● STATED TASK
Lay out the lines below as a JSON list of strings, one string per line. Start with the line that contains "query (the noun phrase to segment): wooden", continue through the line that contains "of the wooden", and leave out any blank lines.

● ITEMS
↓

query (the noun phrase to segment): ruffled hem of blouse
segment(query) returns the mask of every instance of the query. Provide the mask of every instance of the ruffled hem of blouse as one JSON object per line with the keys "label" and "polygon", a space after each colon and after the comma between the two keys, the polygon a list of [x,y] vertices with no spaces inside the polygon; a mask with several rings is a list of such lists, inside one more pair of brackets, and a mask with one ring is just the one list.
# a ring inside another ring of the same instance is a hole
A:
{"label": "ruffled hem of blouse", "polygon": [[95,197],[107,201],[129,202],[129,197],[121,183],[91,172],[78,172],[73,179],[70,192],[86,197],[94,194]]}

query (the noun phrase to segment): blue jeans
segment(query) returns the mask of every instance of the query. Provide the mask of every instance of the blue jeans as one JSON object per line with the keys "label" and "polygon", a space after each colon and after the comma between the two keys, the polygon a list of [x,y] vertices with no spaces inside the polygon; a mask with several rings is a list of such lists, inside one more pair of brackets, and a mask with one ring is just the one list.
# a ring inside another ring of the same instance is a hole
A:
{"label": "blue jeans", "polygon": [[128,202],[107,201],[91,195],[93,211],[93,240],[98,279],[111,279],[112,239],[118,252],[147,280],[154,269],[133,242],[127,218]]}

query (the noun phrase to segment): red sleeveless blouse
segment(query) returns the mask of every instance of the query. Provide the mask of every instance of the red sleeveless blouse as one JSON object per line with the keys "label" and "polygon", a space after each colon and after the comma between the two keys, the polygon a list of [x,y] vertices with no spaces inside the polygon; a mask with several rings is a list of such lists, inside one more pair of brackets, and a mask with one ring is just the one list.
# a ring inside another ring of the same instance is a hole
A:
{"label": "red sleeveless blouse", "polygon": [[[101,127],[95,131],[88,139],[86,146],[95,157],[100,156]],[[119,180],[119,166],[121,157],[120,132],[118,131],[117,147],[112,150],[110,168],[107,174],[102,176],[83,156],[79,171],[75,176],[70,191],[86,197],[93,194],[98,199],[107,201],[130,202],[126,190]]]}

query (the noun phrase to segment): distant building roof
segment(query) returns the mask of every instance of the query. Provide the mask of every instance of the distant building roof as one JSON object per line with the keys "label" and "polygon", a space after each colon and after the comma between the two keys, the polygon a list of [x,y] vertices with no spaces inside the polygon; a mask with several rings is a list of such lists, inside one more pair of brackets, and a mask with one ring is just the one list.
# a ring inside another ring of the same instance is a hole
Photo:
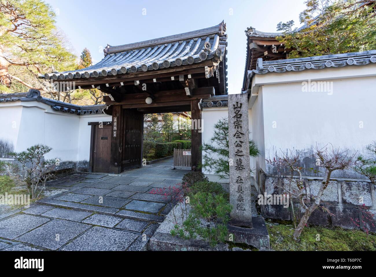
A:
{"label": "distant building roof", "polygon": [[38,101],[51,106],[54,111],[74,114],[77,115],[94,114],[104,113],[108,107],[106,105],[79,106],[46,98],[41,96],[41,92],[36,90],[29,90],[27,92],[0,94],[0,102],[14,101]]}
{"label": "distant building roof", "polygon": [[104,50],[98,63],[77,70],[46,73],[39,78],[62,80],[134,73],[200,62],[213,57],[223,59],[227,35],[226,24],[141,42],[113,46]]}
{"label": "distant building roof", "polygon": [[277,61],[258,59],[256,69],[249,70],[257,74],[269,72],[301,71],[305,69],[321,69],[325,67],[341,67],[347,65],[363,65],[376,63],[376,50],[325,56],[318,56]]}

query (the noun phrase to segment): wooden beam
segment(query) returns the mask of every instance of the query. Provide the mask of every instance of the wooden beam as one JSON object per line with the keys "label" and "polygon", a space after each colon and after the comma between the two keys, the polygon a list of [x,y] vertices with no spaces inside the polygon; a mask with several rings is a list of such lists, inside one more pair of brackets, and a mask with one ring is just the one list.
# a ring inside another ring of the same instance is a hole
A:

↑
↓

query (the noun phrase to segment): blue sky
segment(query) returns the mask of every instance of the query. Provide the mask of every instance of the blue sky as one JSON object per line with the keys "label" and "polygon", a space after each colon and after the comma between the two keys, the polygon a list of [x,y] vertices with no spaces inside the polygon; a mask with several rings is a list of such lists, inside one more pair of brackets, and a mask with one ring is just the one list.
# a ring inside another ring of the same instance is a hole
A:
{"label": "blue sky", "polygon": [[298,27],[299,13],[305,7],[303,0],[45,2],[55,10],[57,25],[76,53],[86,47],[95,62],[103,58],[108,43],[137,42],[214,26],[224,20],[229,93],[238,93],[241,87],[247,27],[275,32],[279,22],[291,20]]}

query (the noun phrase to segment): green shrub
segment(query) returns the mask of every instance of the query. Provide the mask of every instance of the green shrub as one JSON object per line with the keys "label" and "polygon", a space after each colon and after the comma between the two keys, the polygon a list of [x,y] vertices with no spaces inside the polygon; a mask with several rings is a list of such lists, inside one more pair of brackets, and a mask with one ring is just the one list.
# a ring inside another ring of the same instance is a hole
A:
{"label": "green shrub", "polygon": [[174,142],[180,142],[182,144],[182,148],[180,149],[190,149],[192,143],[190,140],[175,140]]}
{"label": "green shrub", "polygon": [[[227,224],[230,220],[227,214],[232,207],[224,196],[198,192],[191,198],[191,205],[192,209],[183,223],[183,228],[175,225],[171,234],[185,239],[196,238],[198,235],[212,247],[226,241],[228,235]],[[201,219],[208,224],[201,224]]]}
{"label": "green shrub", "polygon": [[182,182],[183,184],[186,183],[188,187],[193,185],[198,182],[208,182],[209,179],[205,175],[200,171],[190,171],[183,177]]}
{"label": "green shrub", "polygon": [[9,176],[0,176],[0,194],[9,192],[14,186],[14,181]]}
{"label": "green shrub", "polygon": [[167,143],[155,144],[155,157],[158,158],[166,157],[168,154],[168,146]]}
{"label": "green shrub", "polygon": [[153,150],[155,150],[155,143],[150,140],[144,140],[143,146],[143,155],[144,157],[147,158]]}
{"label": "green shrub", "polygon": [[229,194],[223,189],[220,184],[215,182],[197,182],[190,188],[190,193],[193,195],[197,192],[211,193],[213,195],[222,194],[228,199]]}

↑

● FINAL ANSWER
[
  "query (the noun phrase to segment): wooden beam",
  "segment(query) returns the mask of every instance of the query. Provide the mask of every instance of the wooden beam as one JSON object per line with the keys \"label\" and \"polygon\", a space after each colon and after the comma between the two keys, the polygon a list of [x,y] vertices with no spaces inside the polygon; a mask with several rings is a list of such lists, inside one more pair of brackets, and a mask with one ring is just the one list."
]